### Goal of the exercise
Turn everything from the line containing "One point per instance of the green lanyard." down through the end of the records below into a two-column CSV with the headers label_text and points. Give one row per record: put its instruction text under label_text and its answer under points, each in a single quoted field with line breaks replaced by spaces.

### Excerpted data
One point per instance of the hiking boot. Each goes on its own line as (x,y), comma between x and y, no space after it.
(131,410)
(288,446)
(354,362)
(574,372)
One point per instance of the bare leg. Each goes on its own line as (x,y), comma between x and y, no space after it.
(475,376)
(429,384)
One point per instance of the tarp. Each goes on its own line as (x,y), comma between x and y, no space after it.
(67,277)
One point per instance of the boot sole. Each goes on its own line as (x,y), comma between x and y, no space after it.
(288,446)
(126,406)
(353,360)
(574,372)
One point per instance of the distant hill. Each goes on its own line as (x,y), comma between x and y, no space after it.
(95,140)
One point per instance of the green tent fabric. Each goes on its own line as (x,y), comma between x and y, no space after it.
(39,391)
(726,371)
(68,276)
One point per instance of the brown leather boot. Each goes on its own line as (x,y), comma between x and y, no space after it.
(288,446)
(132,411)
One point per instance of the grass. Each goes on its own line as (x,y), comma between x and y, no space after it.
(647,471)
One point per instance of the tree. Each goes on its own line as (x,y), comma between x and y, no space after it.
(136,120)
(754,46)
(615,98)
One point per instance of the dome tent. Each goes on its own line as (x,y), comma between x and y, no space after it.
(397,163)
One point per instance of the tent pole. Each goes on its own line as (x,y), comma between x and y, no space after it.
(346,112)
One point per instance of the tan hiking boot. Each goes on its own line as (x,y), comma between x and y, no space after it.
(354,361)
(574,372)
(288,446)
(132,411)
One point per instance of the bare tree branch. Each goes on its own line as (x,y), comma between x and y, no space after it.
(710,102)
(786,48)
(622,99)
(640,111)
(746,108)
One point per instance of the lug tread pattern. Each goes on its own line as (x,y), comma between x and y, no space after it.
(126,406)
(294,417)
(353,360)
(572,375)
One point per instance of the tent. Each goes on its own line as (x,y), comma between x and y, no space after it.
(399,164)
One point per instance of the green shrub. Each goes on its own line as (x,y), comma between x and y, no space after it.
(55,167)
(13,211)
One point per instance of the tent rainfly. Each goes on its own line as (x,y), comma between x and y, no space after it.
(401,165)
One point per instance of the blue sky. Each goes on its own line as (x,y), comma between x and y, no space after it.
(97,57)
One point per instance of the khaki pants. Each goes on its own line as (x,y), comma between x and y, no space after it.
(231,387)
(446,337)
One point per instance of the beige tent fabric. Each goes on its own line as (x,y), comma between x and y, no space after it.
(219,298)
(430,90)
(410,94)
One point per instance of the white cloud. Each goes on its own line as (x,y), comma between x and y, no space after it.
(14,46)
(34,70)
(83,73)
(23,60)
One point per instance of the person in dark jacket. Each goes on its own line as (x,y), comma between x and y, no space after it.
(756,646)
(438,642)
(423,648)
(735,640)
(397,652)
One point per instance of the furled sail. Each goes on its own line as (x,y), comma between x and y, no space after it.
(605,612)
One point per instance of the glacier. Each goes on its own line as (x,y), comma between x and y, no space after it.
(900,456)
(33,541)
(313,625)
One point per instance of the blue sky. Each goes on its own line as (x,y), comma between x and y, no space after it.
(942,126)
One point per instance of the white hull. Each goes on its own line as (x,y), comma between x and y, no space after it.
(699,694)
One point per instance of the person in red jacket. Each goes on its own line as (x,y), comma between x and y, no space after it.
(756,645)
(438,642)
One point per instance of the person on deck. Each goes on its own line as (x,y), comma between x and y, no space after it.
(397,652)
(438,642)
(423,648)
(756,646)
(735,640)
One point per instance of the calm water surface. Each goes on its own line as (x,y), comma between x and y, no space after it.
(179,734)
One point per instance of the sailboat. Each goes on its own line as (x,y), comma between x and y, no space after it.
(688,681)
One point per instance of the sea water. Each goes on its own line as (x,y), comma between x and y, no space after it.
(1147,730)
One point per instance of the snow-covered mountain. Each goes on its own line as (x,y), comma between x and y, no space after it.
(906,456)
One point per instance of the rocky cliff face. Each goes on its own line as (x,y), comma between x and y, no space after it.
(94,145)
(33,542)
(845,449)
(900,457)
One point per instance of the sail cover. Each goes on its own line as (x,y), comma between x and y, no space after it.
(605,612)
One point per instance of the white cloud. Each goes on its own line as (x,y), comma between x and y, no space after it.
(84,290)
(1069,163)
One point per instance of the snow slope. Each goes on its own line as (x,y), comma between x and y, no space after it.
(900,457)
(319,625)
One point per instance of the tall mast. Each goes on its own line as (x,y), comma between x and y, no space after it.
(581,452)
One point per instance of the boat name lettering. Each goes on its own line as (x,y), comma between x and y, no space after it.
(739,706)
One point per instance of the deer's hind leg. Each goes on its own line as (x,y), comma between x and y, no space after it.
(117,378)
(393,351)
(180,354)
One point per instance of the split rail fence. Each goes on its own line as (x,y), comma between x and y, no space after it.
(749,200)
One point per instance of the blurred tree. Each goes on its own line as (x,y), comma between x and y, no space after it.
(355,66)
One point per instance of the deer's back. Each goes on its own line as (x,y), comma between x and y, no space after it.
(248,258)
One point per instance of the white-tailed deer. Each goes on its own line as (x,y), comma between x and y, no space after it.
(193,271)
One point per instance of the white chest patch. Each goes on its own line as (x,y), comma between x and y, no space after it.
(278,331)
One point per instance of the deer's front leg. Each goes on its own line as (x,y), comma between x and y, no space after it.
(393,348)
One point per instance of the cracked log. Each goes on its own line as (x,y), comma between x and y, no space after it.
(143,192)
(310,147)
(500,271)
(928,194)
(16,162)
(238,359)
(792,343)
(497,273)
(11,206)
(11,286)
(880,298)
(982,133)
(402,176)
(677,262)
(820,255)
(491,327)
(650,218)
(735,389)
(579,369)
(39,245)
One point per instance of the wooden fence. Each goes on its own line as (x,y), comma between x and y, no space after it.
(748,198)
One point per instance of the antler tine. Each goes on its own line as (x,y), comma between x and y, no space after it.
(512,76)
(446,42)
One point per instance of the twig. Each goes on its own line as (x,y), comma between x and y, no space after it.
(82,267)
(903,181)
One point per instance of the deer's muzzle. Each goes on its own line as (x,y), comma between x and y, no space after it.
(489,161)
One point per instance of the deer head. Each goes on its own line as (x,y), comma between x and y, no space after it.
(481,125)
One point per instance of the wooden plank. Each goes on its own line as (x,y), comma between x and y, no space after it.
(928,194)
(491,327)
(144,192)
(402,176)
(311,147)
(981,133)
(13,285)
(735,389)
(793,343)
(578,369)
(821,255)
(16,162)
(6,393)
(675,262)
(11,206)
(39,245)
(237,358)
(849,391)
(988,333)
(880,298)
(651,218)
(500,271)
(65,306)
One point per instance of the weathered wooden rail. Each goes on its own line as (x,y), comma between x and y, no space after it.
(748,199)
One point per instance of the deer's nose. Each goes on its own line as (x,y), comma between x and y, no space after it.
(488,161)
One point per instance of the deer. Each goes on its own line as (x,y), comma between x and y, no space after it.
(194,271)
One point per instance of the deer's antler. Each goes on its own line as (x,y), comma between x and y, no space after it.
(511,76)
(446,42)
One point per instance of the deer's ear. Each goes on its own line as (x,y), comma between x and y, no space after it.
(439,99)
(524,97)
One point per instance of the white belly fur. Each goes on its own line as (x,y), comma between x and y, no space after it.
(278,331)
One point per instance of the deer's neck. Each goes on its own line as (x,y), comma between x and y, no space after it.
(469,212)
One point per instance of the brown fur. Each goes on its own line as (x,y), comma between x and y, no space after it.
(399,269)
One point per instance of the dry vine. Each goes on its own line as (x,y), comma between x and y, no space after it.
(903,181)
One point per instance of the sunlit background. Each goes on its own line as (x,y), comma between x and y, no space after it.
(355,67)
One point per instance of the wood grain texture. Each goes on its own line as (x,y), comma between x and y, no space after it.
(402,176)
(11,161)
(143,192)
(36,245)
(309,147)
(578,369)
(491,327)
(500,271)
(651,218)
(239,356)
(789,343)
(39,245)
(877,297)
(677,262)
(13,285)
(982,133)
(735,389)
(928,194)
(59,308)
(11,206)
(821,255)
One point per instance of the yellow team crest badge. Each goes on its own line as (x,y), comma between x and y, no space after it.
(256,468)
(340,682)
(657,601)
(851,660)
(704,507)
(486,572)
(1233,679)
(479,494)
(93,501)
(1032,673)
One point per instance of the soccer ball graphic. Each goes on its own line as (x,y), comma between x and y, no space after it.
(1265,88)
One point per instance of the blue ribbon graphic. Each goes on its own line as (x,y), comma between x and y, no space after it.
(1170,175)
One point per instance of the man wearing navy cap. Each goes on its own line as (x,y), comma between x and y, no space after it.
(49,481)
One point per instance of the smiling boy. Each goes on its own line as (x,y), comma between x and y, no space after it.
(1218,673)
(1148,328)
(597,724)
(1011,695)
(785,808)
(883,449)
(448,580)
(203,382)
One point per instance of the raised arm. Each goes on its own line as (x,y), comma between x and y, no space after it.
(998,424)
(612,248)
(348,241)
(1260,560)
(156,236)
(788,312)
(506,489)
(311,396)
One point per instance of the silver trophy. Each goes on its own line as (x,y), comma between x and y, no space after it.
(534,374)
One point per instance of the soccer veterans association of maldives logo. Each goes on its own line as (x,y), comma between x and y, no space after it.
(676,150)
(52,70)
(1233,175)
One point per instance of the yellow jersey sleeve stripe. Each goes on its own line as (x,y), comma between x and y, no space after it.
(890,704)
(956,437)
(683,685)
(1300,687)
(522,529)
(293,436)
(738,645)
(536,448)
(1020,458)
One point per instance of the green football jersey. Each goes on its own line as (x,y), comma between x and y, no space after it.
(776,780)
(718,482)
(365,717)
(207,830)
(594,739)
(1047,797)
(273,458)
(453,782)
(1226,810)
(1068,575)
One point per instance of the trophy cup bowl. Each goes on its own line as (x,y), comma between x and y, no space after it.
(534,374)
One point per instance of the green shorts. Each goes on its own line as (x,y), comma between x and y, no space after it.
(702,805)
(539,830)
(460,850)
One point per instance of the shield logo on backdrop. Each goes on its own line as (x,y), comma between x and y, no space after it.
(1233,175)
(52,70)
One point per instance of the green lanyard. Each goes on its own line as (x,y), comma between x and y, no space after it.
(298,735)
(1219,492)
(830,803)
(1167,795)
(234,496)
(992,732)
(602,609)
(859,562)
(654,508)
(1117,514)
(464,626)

### Output for this exercise
label_text,points
"One point per instance of the green lanyard. Each goes on its own line as (x,y), comma between x and y, no space after it.","(298,735) (1219,492) (830,803) (1167,795) (234,496) (992,732) (602,609) (859,562) (654,508) (1117,514) (464,626)"